TASK DIRECTIONS: Make an exact copy of the listing below.

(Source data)
^^^^
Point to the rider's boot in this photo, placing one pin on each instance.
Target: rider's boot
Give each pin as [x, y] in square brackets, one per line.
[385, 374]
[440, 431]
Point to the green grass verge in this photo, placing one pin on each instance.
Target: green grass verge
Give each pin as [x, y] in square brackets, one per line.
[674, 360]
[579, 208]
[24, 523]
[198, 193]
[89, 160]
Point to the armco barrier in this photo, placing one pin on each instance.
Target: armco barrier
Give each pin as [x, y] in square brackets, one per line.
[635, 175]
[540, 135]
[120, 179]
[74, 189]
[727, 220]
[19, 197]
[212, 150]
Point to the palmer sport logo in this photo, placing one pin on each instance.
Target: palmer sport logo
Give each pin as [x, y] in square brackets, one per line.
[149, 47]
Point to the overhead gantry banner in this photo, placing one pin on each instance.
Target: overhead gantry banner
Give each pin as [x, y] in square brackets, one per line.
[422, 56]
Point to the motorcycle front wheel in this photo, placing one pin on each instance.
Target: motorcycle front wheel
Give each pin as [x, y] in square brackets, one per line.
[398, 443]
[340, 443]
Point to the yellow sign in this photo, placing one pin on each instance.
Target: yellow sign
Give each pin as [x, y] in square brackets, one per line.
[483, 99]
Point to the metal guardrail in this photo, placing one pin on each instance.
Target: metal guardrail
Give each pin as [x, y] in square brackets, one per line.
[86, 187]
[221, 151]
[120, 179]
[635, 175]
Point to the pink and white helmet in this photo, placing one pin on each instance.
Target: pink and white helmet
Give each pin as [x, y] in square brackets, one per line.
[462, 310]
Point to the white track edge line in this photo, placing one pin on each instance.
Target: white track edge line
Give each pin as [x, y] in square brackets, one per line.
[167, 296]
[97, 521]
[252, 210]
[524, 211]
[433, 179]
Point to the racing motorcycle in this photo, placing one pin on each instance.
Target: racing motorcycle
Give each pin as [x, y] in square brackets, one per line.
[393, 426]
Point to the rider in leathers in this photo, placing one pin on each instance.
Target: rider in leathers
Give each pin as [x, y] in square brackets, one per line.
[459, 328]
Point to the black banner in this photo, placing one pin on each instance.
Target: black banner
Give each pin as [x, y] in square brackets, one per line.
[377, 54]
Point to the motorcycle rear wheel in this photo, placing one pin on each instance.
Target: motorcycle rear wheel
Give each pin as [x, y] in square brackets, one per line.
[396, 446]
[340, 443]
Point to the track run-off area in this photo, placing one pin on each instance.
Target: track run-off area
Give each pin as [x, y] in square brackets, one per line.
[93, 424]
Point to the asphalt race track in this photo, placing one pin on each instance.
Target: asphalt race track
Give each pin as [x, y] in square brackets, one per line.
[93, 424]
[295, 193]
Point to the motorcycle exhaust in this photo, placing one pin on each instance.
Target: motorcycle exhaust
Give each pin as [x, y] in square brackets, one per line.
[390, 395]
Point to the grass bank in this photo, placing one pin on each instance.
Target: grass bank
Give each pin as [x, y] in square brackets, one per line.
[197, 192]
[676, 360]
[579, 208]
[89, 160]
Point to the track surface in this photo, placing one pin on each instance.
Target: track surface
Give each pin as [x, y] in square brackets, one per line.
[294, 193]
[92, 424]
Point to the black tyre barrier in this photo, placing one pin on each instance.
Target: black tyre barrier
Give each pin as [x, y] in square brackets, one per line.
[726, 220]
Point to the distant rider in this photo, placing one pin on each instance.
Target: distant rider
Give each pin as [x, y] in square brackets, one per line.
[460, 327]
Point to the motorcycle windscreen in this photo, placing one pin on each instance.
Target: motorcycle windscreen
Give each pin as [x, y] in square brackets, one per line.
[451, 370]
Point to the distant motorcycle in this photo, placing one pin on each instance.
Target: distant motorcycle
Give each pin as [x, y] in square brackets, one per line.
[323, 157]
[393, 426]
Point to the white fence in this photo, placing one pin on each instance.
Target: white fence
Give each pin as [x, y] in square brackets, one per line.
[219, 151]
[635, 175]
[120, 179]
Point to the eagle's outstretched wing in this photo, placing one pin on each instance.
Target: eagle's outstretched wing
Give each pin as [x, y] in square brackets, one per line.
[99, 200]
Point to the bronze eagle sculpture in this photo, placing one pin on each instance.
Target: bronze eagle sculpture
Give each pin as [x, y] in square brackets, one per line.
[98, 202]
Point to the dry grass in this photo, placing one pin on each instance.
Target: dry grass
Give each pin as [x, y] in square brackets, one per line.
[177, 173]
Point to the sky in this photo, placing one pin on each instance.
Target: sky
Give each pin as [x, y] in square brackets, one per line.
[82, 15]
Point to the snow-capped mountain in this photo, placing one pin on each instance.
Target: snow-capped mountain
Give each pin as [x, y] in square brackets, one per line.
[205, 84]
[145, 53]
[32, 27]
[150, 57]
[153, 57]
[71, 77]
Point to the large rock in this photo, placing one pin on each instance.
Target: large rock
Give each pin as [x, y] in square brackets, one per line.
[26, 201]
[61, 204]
^^^^
ANSWER:
Point to the rider's boot in this photo, placing one pin on each instance.
Target: rider's boot
Give each pin as [x, y] in square brackets, one per line.
[385, 374]
[440, 431]
Point to the green grass verge in this photo, placing one pin on each instance.
Target: green grass verge
Give each pin as [x, y] in square brackets, one per line.
[674, 360]
[579, 208]
[24, 523]
[198, 193]
[89, 160]
Point to the armco barrier in this photo, placing one pin on each instance.
Target: armco barrier
Give each pin as [x, y] in square brackets, one per line.
[635, 175]
[540, 135]
[120, 179]
[74, 189]
[727, 220]
[19, 197]
[212, 150]
Point to the palmer sport logo in this photo, placing one pin on each instance.
Target: palmer sport logo
Give each pin as [x, y] in square brackets, one per line.
[149, 47]
Point to the overhead gantry banner in this photo, placing one pin on each instance.
Target: overhead gantry banner
Give each pin as [x, y] in square brackets, one per line.
[422, 56]
Point to the motorcycle front wheel in this photo, placing one pin on each instance.
Target: motorcycle front wheel
Give each pin as [x, y] in square brackets, one per line.
[398, 443]
[340, 443]
Point to the yellow sign in this photo, placing one pin on each instance.
Target: yellow sign
Give each pin as [x, y] in square brackets, one per line.
[483, 99]
Point to the metal guardrail in this photo, placing one pin on each instance.
Target: metal guardrail
Give each pin as [x, y] in square brackets, one per line.
[86, 187]
[221, 151]
[120, 179]
[635, 175]
Point to the pink and white helmet in this photo, placing one pin on each instance.
Target: pink and white helmet
Give each pin as [x, y] in square brackets, one per line.
[462, 310]
Point to the white track edge line in this photo, placing one pin on each instance.
Target: white track edge line
Give each pin as [x, y] in square brackets, one per line.
[167, 296]
[97, 521]
[252, 210]
[524, 211]
[433, 179]
Point to the racing motorcycle in this photo, placing one pin on each instance.
Target: racing motorcycle
Give each pin as [x, y] in square brackets, one per line.
[393, 426]
Point to the rider in leathers in this photo, placing one pin on each instance.
Target: rider in leathers
Give each pin as [x, y] in square brackets, one per line.
[459, 328]
Point to the black banner in this photo, placing one pin on each instance.
Target: black banner
Give each pin as [x, y] in square brackets, one per line.
[377, 54]
Point to the motorcycle rear wheel in this photo, placing one pin on each instance.
Target: motorcycle rear wheel
Give each pin as [x, y] in square brackets, one per line.
[396, 446]
[340, 443]
Point to the track run-off area in this photo, placing one pin on each instance.
Target: track run-off area
Give each pin as [x, y] in square brackets, one per line.
[93, 424]
Point to the asphalt race track in this photo, placing one pin on each instance.
Target: asphalt race track
Give each pin as [x, y] in square brackets, one per line.
[93, 424]
[295, 193]
Point to the motorcycle exhaust in this photo, placing one pin on each instance.
Target: motorcycle exhaust
Give each pin as [x, y] in square brackets, one per line.
[390, 395]
Point to the grass bank in this photo, placing one pin on each instance.
Target: grass bank
Give each pin as [x, y] in square brackets, one per line.
[197, 192]
[676, 360]
[579, 208]
[89, 160]
Point to the track surface in this photo, placing one pin on each instance.
Target: track surface
Give each pin as [x, y] in square brackets, one per line.
[294, 193]
[92, 424]
Point to the black tyre barrier in this photo, placing one pin on each instance.
Target: black tyre barrier
Give each pin as [x, y] in square brackets, one per line.
[726, 220]
Point to the distant rider in this photo, placing one pin on each instance.
Target: distant rider
Give each pin as [x, y] in square brackets, one per line.
[460, 327]
Point to the motorcycle windscreen in this photo, placing one pin on each instance.
Target: motorcycle windscreen
Give each pin as [x, y] in square brackets, one per line.
[451, 370]
Point to the distant motorcycle in this photo, placing one pin on each instance.
Target: distant motorcycle
Give each pin as [x, y] in square brackets, one per line.
[323, 157]
[393, 426]
Point to the white fence in this photo, placing one pin on each instance.
Target: white fence
Give each pin as [x, y] in square brackets, one per line.
[219, 151]
[635, 175]
[120, 179]
Point to the eagle's outstretched wing in this photo, placing one pin on each instance.
Target: eagle's outstretched wing
Give each pin as [x, y] in square brackets, one per line.
[99, 200]
Point to the bronze eagle sculpture in this photo, placing one pin on each instance.
Target: bronze eagle sculpture
Give each pin as [x, y] in square brackets, one per line.
[98, 202]
Point to the dry grass in this photo, placing one pin on each instance.
Target: dry grass
Give each pin as [x, y] in square brackets, one per line.
[177, 173]
Point to the sky in this photo, placing one pin on each instance.
Target: sky
Give each pin as [x, y] in square brackets, one per line.
[82, 15]
Point to the snow-capped mountain in this photo, placing one pin on each instance.
Target: snow-capped mountain
Give each pin as [x, y] in square brackets, one per line.
[205, 84]
[145, 53]
[32, 27]
[150, 57]
[153, 57]
[71, 77]
Point to the large rock in this photo, placing one pin on each instance.
Target: large rock
Give each pin as [x, y] in square brackets, one per line.
[26, 201]
[61, 204]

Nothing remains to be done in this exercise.